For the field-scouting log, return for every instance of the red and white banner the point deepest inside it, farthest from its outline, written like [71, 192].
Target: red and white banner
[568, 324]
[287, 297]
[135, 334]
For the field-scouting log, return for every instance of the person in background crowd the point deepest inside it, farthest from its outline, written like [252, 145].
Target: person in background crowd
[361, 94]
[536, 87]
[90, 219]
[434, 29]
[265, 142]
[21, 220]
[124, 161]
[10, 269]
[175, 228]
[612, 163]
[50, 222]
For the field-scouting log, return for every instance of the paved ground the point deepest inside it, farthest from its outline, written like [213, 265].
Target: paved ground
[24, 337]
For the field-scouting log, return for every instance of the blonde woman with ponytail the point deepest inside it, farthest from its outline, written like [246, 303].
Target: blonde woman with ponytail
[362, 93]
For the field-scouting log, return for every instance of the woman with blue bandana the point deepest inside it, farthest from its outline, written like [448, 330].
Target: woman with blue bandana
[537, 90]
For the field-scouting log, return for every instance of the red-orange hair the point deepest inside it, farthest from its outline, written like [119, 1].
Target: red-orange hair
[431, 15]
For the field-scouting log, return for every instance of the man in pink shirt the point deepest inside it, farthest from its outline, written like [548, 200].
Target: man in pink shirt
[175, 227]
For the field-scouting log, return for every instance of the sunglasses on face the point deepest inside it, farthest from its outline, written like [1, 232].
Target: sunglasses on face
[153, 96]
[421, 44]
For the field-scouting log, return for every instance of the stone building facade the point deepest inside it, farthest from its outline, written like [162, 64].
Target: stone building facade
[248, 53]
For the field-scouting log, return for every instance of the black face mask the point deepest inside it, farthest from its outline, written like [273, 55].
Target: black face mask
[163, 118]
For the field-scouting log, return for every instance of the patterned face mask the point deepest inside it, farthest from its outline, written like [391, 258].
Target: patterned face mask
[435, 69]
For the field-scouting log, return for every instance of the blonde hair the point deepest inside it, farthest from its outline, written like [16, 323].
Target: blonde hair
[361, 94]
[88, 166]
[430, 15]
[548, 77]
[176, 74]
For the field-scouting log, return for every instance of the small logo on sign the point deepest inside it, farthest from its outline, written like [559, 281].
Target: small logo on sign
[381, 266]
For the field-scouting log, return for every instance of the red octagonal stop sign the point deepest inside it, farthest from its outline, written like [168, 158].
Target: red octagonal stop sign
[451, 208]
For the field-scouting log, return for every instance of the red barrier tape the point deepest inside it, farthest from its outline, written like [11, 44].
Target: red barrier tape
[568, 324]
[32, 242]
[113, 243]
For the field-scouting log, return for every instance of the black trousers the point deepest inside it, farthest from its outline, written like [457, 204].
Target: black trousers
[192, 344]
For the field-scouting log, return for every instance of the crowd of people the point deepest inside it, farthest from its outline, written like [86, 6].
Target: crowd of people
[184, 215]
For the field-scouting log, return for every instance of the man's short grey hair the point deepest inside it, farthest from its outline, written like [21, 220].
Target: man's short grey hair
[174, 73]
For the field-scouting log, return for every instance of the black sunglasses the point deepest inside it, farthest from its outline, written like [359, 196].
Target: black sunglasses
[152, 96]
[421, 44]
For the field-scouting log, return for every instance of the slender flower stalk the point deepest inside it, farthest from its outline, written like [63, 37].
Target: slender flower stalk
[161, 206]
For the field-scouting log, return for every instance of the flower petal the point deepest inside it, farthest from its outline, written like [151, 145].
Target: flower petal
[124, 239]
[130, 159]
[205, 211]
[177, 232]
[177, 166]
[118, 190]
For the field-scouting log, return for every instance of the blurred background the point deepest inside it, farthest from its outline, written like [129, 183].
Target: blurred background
+ + + + +
* Exercise:
The records above should be set down again word for word.

* Answer for the task:
For the field-scouting log, return for every instance of the red and white banner the point deepest inside it, farthest from its outline, written like [71, 192].
Target: red and white banner
[568, 324]
[287, 297]
[135, 334]
For the field-scouting log, return for every instance of the person in background crowd the point deepest inside it, farthest from its outline, written like [252, 145].
Target: person in background crowd
[361, 94]
[536, 87]
[90, 219]
[434, 29]
[265, 142]
[21, 220]
[124, 161]
[10, 269]
[175, 228]
[612, 163]
[50, 222]
For the field-scouting log, return for every instance of the paved ground the point deepest inside it, farthest from its outline, written like [213, 265].
Target: paved ground
[24, 337]
For the field-scouting log, return for every instance of the blonde woman with ponytail the point deepest inside it, farthest from its outline, written like [246, 303].
Target: blonde woman with ponytail
[362, 93]
For the field-scouting log, return for every instance of the woman with blue bandana the point deepest inside it, farthest from its outline, written like [448, 330].
Target: woman with blue bandana
[537, 90]
For the field-scouting log, return for every instance of the red-orange hair the point deepest inside it, farthest from its outline, written like [119, 1].
Target: red-orange hair
[431, 15]
For the field-scouting log, return for every instance of the man in pink shirt the point deepest inside it, farthest from its outline, written like [548, 200].
Target: man in pink shirt
[175, 227]
For the field-scouting log, return for every instance of the sunglasses on face the point deepest inside it, farthest from its outline, written like [1, 232].
Target: sunglasses on face
[153, 96]
[421, 44]
For the field-scouting log, return for every instance of the stone building facade the point deepest inside it, farthest from its outline, written like [162, 64].
Target: stone building facade
[248, 53]
For the field-scouting log, return for every instance of the black face mask the point deepest inside it, farthest from its outline, written like [273, 55].
Target: black face mask
[163, 118]
For the field-scouting log, return for every instance of the patterned face mask the point deepest inside it, farthest from its outline, written like [391, 258].
Target: patterned face mask
[435, 69]
For the field-scouting log, return for every instance of the blonde hair the point deepest inside it, farthest from its outline, written like [16, 323].
Target: blonde hair
[361, 94]
[88, 166]
[430, 15]
[548, 77]
[176, 74]
For the field-scouting log, return for every instance of the small logo on sign the point deepest inside it, farthest from its outline, written like [559, 281].
Target: small logo on sign
[381, 266]
For the field-scouting log, return for every instance of the red octagonal stop sign the point deepest inside it, farthest from its outline, written like [168, 158].
Target: red octagonal stop sign
[451, 208]
For the field-scouting log, return for every instance of the red barrier tape the point deepest inside it, farthest from its outline, written like [11, 44].
Target: red barrier tape
[568, 324]
[32, 242]
[113, 243]
For the field-scouting log, return for every instance of the black trousers the point deepest inside it, farthest from its outline, written like [457, 204].
Target: black trousers
[192, 344]
For the field-scouting log, return for every instance of the crowd of people the point deepest inside it, farthest from its outline, written like [86, 6].
Target: crowd of people
[184, 215]
For the field-scouting log, return for every instance of the man's short grey hair the point deepest inside it, farthest from its outline, written like [21, 220].
Target: man's short grey hair
[174, 73]
For the field-scouting log, return for every instance of the black sunglasses the point deepest inside it, farthest from its outline, written like [359, 196].
Target: black sunglasses
[152, 96]
[421, 44]
For the field-scouting log, return for every instance of the slender flower stalk the point deepest inside it, farthest from its outline, written like [63, 37].
Target: slender flower stalk
[161, 206]
For the field-scouting log, return for every instance of the flower petal the point deepest inside it, farthest from its outline, written like [151, 145].
Target: flower petal
[124, 239]
[130, 159]
[205, 211]
[177, 232]
[177, 166]
[118, 190]
For the field-scouting log, return for every instance of the blurred background the point deepest inside it, farthest from its outline, written like [129, 183].
Target: blurred background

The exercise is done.